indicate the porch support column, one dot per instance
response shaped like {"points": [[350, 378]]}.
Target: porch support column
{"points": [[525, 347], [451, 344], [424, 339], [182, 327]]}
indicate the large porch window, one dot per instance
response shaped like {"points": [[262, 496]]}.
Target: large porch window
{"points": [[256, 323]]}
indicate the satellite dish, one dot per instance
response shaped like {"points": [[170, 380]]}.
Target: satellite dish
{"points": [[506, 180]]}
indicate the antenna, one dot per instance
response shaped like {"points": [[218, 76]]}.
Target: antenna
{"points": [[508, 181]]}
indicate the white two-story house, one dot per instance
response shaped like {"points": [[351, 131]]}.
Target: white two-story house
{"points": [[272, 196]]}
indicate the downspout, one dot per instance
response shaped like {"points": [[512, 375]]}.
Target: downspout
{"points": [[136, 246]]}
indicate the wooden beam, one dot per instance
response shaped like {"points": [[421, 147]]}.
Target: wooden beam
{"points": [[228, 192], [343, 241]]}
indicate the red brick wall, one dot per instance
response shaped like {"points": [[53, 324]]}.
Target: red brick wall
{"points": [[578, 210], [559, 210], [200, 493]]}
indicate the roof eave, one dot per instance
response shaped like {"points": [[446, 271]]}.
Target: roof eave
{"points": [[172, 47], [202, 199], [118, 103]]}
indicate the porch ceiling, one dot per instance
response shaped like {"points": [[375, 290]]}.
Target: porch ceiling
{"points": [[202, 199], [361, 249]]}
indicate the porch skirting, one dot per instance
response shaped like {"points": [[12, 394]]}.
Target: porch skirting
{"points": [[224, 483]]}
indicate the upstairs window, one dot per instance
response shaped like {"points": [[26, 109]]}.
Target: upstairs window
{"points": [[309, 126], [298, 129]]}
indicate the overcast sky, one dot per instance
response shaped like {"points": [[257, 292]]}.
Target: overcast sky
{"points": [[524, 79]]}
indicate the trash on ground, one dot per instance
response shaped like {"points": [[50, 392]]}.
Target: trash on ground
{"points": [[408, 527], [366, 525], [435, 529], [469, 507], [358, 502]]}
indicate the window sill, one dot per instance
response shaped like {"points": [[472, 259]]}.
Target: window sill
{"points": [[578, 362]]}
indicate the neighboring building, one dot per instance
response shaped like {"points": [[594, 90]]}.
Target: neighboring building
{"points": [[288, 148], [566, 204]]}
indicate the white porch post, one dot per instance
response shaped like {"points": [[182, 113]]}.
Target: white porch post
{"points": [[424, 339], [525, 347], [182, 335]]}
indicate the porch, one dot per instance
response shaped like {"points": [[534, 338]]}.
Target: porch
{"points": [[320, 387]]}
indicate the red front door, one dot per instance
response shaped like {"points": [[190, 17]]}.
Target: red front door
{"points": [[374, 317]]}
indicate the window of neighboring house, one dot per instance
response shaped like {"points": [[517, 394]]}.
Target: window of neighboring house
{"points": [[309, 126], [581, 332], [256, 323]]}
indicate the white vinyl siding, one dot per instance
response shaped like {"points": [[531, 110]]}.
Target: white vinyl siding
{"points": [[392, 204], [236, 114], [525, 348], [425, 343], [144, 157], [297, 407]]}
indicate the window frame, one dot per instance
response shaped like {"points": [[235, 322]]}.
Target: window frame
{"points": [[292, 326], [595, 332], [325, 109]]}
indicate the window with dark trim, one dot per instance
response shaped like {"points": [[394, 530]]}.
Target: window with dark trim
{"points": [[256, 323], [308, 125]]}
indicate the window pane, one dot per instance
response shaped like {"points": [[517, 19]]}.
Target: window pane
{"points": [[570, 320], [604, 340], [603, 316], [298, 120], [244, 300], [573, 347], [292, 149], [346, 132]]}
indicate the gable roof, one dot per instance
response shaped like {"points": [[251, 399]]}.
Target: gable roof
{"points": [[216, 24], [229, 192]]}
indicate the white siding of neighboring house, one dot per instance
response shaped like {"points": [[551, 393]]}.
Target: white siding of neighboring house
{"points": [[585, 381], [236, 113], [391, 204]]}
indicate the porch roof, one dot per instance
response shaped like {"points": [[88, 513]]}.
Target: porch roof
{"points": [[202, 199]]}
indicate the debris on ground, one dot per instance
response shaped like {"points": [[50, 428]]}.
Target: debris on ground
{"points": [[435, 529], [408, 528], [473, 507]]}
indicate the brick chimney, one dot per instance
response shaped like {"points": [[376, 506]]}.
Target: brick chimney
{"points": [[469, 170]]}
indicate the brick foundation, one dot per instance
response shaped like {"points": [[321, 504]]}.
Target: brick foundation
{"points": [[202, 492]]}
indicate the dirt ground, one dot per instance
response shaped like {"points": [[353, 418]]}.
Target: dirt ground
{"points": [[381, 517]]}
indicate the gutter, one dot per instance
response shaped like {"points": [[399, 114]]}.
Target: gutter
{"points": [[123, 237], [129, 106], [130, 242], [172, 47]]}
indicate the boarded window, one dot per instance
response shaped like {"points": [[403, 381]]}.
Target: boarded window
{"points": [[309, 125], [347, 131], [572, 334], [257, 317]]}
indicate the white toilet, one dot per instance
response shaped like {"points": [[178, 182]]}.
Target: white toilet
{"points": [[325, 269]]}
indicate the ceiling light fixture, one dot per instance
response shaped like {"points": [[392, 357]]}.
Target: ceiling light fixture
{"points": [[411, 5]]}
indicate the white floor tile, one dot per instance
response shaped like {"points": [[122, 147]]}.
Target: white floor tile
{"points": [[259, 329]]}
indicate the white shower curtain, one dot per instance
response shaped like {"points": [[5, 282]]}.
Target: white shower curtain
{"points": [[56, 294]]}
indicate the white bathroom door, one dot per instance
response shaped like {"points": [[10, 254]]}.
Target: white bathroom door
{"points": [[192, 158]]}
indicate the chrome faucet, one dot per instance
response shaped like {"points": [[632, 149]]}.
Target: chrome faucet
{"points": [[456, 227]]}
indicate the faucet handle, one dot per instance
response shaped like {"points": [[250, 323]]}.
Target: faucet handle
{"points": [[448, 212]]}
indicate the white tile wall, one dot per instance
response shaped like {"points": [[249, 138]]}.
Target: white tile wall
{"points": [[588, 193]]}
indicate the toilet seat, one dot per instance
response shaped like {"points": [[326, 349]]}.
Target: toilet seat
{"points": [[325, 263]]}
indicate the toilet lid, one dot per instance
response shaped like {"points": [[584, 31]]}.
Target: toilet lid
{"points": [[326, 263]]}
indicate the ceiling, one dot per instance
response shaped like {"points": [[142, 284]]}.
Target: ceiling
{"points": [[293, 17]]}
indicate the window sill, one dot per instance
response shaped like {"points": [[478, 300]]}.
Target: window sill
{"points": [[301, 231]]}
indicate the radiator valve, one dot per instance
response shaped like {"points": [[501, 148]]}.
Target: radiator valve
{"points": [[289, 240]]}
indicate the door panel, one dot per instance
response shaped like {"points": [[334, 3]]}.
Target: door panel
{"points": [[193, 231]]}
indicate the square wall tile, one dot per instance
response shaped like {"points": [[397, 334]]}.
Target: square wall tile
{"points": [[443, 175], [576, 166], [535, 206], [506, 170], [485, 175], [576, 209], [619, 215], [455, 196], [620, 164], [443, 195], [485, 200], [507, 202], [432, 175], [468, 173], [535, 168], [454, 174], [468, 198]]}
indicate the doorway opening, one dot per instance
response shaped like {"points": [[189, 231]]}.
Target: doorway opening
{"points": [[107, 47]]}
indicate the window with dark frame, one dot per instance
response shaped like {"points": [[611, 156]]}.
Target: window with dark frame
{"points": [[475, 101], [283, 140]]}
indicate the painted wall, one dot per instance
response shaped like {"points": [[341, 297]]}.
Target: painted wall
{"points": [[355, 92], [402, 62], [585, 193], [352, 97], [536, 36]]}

— Instruction —
Write out once more the lines above beginning at the line with "indicate the doorway"; continue through the final line and stop there.

— Solution for this exercise —
indicate the doorway opening, one dot per instance
response shaped like {"points": [[189, 231]]}.
Target: doorway opening
{"points": [[107, 47]]}
indicate the window with dark frame, one dot per instance
response shaped like {"points": [[611, 156]]}.
Target: window with dark frame
{"points": [[475, 101], [283, 140]]}
indicate the painted wall, one dot per instance
response shaped like {"points": [[341, 297]]}.
Target: painted wall
{"points": [[355, 92], [402, 62], [585, 193], [352, 97], [536, 36]]}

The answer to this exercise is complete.